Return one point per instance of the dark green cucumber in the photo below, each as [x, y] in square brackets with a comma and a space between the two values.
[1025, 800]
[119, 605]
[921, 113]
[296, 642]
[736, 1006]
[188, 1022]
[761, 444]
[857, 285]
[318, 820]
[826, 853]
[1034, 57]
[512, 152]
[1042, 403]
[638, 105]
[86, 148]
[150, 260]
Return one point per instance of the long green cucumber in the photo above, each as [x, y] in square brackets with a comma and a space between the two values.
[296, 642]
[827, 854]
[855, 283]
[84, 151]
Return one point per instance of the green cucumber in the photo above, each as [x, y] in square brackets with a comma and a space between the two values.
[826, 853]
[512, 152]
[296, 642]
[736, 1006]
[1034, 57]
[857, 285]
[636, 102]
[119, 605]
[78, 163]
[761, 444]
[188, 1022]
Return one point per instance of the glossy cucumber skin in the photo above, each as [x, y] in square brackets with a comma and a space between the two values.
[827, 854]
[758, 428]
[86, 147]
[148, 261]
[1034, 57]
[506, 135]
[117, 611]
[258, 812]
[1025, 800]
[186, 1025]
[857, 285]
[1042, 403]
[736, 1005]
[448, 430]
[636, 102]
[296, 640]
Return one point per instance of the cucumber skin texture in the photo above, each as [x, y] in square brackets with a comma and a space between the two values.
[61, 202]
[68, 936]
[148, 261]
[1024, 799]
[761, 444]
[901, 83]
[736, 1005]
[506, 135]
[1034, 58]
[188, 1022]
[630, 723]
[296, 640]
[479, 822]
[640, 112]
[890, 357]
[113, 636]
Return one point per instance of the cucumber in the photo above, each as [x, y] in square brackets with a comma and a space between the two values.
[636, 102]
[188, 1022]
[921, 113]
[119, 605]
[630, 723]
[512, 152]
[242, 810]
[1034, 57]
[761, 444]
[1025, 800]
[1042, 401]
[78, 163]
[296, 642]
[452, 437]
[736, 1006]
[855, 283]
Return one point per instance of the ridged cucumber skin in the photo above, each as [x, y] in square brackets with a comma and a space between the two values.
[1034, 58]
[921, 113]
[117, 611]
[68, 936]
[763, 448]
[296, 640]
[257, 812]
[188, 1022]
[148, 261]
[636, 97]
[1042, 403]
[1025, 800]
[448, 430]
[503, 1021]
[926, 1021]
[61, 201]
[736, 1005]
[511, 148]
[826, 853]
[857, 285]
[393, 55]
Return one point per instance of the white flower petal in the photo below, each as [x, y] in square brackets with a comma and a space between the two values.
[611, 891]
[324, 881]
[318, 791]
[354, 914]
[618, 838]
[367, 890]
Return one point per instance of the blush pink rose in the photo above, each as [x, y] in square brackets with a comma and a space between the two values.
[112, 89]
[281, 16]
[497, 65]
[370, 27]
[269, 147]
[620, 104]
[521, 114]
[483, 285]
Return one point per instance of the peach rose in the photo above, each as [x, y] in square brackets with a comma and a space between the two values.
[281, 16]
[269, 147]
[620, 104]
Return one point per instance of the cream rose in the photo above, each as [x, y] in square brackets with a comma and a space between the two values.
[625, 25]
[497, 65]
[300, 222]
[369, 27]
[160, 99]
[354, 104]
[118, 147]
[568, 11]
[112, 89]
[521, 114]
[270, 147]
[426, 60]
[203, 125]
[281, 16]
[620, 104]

★ ★ ★

> _Challenge_
Rewrite all of the records above as a JSON list of strings, with one string for each line and any blank lines omitted.

> _Expected output_
[
  "Return one point per instance of the dark green cucumber in the photo below, each as [x, y] in square brackets with a comma and a space between the two values.",
  "[1025, 800]",
  "[119, 605]",
  "[921, 113]",
  "[296, 642]",
  "[736, 1006]",
  "[188, 1022]",
  "[761, 444]",
  "[857, 285]",
  "[318, 820]",
  "[826, 853]",
  "[1034, 57]",
  "[512, 152]",
  "[1042, 403]",
  "[638, 105]",
  "[86, 148]",
  "[150, 260]",
  "Return one point per instance of the long green cucumber in the photo above, each as [x, y] in square brackets with a comma and a space between the two values.",
  "[296, 642]",
  "[827, 854]",
  "[855, 283]",
  "[84, 151]",
  "Return one point per instance of the green cucumber in the photo above, each as [x, y] in square brackets with a comma and a space between the two values.",
  "[826, 853]",
  "[512, 152]",
  "[296, 642]",
  "[736, 1006]",
  "[1034, 57]",
  "[857, 285]",
  "[636, 102]",
  "[119, 605]",
  "[78, 163]",
  "[761, 444]",
  "[188, 1022]",
  "Return one point per instance of the glossy cucumber skin in the photo above, each as [x, y] in square brackets with a comma and a space between the two values.",
  "[827, 854]",
  "[758, 428]",
  "[86, 147]",
  "[148, 261]",
  "[1034, 57]",
  "[506, 135]",
  "[117, 611]",
  "[258, 812]",
  "[1025, 800]",
  "[186, 1025]",
  "[857, 285]",
  "[1042, 403]",
  "[736, 1005]",
  "[448, 430]",
  "[636, 102]",
  "[296, 640]",
  "Return one point per instance of the cucumber skin texture in the photo above, each as [x, y] in square brackets with a comma and a space between the two values.",
  "[61, 202]",
  "[68, 936]",
  "[148, 261]",
  "[1024, 799]",
  "[761, 444]",
  "[901, 83]",
  "[736, 1005]",
  "[506, 135]",
  "[1034, 58]",
  "[188, 1022]",
  "[630, 723]",
  "[296, 640]",
  "[479, 822]",
  "[640, 112]",
  "[890, 357]",
  "[113, 636]",
  "Return one point per instance of the cucumber in the photo above, each as [x, y] in square brackets with a comma and a space between the two values.",
  "[636, 102]",
  "[188, 1022]",
  "[921, 113]",
  "[119, 605]",
  "[630, 723]",
  "[512, 152]",
  "[242, 810]",
  "[1034, 57]",
  "[761, 444]",
  "[1025, 800]",
  "[1042, 401]",
  "[78, 163]",
  "[296, 642]",
  "[452, 437]",
  "[736, 1006]",
  "[855, 283]",
  "Return one point per instance of the ridged cucumber skin in the photo above, each as [x, y] in square brackets with a comma and a space between the two values.",
  "[1034, 58]",
  "[921, 113]",
  "[117, 611]",
  "[68, 936]",
  "[763, 448]",
  "[296, 640]",
  "[257, 812]",
  "[188, 1022]",
  "[148, 261]",
  "[636, 97]",
  "[1042, 403]",
  "[1025, 800]",
  "[448, 430]",
  "[503, 1021]",
  "[926, 1021]",
  "[61, 201]",
  "[736, 1005]",
  "[511, 148]",
  "[826, 853]",
  "[857, 285]",
  "[393, 55]",
  "Return one point per instance of the white flower petal in the photo below, each as [x, y] in square brackets with a comma and a space between the two values.",
  "[611, 891]",
  "[324, 881]",
  "[318, 791]",
  "[354, 914]",
  "[618, 838]",
  "[367, 890]",
  "Return one point per instance of the blush pink rose in the photo above, each as [x, y] in square brackets with a comma and a space between the two values.",
  "[112, 89]",
  "[281, 16]",
  "[497, 65]",
  "[370, 27]",
  "[269, 147]",
  "[620, 104]",
  "[521, 114]",
  "[483, 285]",
  "Return one point per instance of the peach rose in the photo above, each as [x, y] in square brackets with a comma and a space between the two values.",
  "[281, 16]",
  "[269, 147]",
  "[620, 104]",
  "Return one point per instance of the cream rose in the photo above, each as [x, y] in square brackets with a comma and a space between the two values.",
  "[625, 25]",
  "[497, 65]",
  "[300, 222]",
  "[369, 27]",
  "[160, 99]",
  "[354, 104]",
  "[118, 147]",
  "[568, 11]",
  "[112, 89]",
  "[521, 114]",
  "[270, 147]",
  "[426, 60]",
  "[203, 125]",
  "[281, 16]",
  "[620, 104]"
]